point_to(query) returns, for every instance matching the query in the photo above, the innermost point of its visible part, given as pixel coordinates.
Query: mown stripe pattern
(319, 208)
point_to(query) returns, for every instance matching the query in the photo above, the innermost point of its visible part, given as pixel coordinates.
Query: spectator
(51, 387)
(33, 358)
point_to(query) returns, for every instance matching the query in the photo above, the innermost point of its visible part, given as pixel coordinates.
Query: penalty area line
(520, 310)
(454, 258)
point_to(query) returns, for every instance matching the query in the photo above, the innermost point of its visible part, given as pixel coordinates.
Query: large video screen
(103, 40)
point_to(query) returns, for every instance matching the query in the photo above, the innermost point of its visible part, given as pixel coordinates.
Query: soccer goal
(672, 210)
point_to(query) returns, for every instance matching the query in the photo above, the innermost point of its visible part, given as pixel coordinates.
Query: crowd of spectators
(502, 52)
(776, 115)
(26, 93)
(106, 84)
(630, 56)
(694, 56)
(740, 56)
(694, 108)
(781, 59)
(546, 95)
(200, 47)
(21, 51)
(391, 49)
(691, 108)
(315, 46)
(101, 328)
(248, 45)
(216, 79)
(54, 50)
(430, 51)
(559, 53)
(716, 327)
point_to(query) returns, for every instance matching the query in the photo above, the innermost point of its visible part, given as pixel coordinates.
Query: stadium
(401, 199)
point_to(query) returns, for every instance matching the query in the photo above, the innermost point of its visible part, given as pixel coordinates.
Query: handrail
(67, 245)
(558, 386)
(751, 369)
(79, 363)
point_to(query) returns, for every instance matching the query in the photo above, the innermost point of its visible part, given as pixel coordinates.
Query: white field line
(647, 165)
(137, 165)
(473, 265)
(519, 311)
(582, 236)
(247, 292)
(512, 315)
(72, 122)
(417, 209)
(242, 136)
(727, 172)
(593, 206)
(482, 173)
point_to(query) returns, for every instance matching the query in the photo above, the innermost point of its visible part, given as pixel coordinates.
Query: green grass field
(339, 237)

════════════════════

## TASK REQUIREMENTS
Word for word, print the listing above once more.

## ANSWER BELOW
point_to(query) returns, for every instance matching the query in the photo above, the innermost point of its visible part, given as pixel coordinates.
Query: mown stripe pattern
(319, 208)
point_to(query) returns, for every instance matching the query in the photo above, the innermost point of its visible part, given as pixel coordinates.
Query: spectator
(51, 387)
(33, 358)
point_to(query) returns, for every instance matching the query in the photo above, the innermost point of its visible part, given as pixel coordinates.
Query: penalty area line
(520, 310)
(454, 258)
point_to(query) returns, for every instance matching the query in the photo above, the innermost point of its visible part, given as pixel coordinates.
Query: large video screen
(103, 40)
point_to(query) returns, for every instance matching the query in the photo above, the innermost point of its visible part, given as pixel coordinates.
Query: soccer goal
(672, 210)
point_to(query) returns, for every instance matching the query in the photo above, the innermost point of its visible part, given as pixel coordinates.
Query: crowd of spectators
(502, 52)
(776, 115)
(26, 93)
(106, 84)
(630, 56)
(694, 56)
(740, 56)
(694, 108)
(781, 59)
(546, 95)
(200, 47)
(21, 51)
(391, 49)
(691, 108)
(315, 46)
(101, 328)
(248, 45)
(216, 79)
(54, 50)
(430, 51)
(559, 53)
(716, 327)
point_to(query) returns, for every instance matching the query in the photo above, the innermost point of its visible part, given as pixel coordinates.
Query: stadium
(401, 199)
point_to(query) returns, for every instance matching the query in the photo above, the innermost point of its visible part, given as pixel coordinates.
Query: handrail
(67, 245)
(558, 386)
(751, 369)
(79, 363)
point_to(query) returns, for every instance matching the query in the photo above, the innermost point of its visible part, given as pixel coordinates.
Query: white field line
(647, 165)
(137, 165)
(473, 265)
(519, 311)
(582, 236)
(247, 292)
(512, 315)
(72, 122)
(417, 209)
(242, 136)
(727, 172)
(593, 206)
(482, 173)
point_to(query) returns, for every instance matching the query in the photo above, the innermost point of its visible part, given as pixel coordinates.
Query: green grass field
(339, 237)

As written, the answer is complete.